— Start of Text provided —

Cycling out of Zagreb after a full seven days out of the saddle brought about strange feelings of anguish, to replace the underlying feelings of guilt, that accompanied my extended break. Its difficult to fully relax when spending money and not making daily progress toward the next destination.
You replay the decisions in your mind, re-justifying, then picking apart the logical reasoning with which you found peace, until you realise the ultimate unequivocal truth; what’s done is done.
Picking up the River Sava south of Zagreb, relinquishing the task of navigation for almost 15 miles, until I arrived at a bridge-less canal, joining the River Sava across my path. Leaving the Riverside, I picked up the road that tracks the north bank of the Sava, to discover it is a European cycle way, good news indeed.
As the miles rolled on, the internal chatter gradually quietened down to the occasional murmur, as the sights, sounds and smells of the day began to consume me. An active mind can be a fantastic tool, but, left unchecked, it can become a burden to keep focused and content. The elixir that brings silence is focusing on the now.
Dinner was served on a randomly situated picnic bench complete with garden, which sprung up out of the right side verge, to my amazement. These are actually quite common in rural Croatia, however, they normally form part of someone’s front garden. This one clearly belonged to someone, they just didn’t live in front of it. Left as it was found, they’ll never know.
The source of anguish, unsettling an otherwise good first day back on the road, was revealed as soon as it came time to find a place to rest for the night. Silly really, after all this time.
Stopping at a church, whose bells were ringing loudly to signal time was running out, a hopeless exchange of foreign words for each, with the lady inside, brought friendly smiles and chortles, but not a place to sleep.
Darting over a high verge between the road and the Sava, did. The first one litre shower in the moonlight for over a week washed away the anguish, to be replaced with a satisfying glow. It was great to be back on the road.
The days are shortening, sunrise is around 5:30am, sunset is around 8:00pm, usable light is available between 6:00am and 7:30pm, which now encapsulates my daily schedule, if all the hours of light are to be utilised.
Waking at 5:45am, packed and on the road for 7:00am, the mornings have a refreshing chill about them, encouraging a fast, blood warming eight to ten miles before breakfast.

— End of Text provided —

Things to do:
**a)** Retype everything in the cycling account from "Dinner was served" down to "place to sleep.".
**b)** In the cycling account, for roughly how many miles did the writer follow the River Sava south of Zagreb before reaching the bridge-less canal?
**c)** Proceed with the account of cycling out of Zagreb, continuing from where it stops.

— Start of Given information —

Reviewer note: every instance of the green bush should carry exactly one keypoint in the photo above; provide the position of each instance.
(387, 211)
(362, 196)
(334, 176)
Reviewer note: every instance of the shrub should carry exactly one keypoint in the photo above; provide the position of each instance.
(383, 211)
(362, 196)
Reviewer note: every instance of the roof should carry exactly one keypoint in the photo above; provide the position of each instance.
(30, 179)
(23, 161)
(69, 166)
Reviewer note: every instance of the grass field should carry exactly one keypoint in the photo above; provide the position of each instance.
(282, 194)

— End of Given information —

Task results:
**a)**
Dinner was served on a randomly situated picnic bench complete with garden, which sprung up out of the right side verge, to my amazement. These are actually quite common in rural Croatia, however, they normally form part of someone’s front garden. This one clearly belonged to someone, they just didn’t live in front of it. Left as it was found, they’ll never know.
The source of anguish, unsettling an otherwise good first day back on the road, was revealed as soon as it came time to find a place to rest for the night. Silly really, after all this time.
Stopping at a church, whose bells were ringing loudly to signal time was running out, a hopeless exchange of foreign words for each, with the lady inside, brought friendly smiles and chortles, but not a place to sleep.

**b)** Almost 15 miles.

**c)**
Continuing along the Sava, the villages all have a mixture of old houses made only of wood, new houses of red brick in various stages of completeness, the occasional fully finished new house, and older ‘new houses’, in varying stages of collapse. These make for a very uneven roadside that continually draws the eyes in to investigate, very little of which is fully finished or fully maintained, which leads me to consider how house building is funded in Croatia.
It was another beautiful day, combined with the growing daily mileages, the passing of each offering retrospective affirmation of a decision well made to wait out the rain and recharge. Finding a perfect place to sleep for the night near a charming, little village called Komarnica coincided with another trip landmark – 2000 miles.
No matter, as I cycled back up to the main road I was overcome by the sensation of unencumbered freedom; free to roam, free to rest – what a privilege, what a pleasure.
Serbia was now in my sights, with a little focus and determination, surely I could breach the border. Zagreb to Serbia in 3 days would put me ahead of schedule for my rendezvous in Istanbul on the 30th September – must be on time for that.
An extra long lunch stop drying and repairing my tent, coupled with some interesting interactions with the locals, who, bemused by my apparent stupidity to camp next to the main road, offered a more suitable place to put my tent. An elderly lady who originated from Bosnia, also came to tell me something significant, in Bosnian, which sadly was lost to my ignorance of her language. I think it was something to do with her two sons, beyond that, I’m really just making it up. The lady did very kindly furnish me with a selection of freshly fallen pears and apples from her garden: how wonderful, fruit is comparatively expensive for me and not often eaten.
I didn’t quite make it to Serbia, but instead ended up spending the night in a hotel, over a petrol station, in Bosnia, work that one out!!
After Zupanja, the road I was following east no longer tracked the motorway, so I picked up a smaller road from Bošnjaci to Spačva, which quickly turned into a very uneven gravel track for 5 miles. With 70 miles already on the clock, following the two previous days averages of 72 miles each, the last thing my ass needed was a freakin’ gravel track!
Thankfully the road to Vrbanja was tarmac. Along the way I decided to find somewhere to shelter for the night, which ended up being cheaper than most of the campsites I had used up to then, and I was out of daylight anyway. Unbelievably, the place I found, with the help of a lovely lady who looked like she could crush walnuts with her bare hands, was full. Only one other place existed and on arrival there was no one around. Now pitch dark, I tried to get the attention of the chap living next door. When I saw his Homer Simpson like profile and a glint of menace in his eye, I reversed out without making contact in fear he may invite me in, then eat me.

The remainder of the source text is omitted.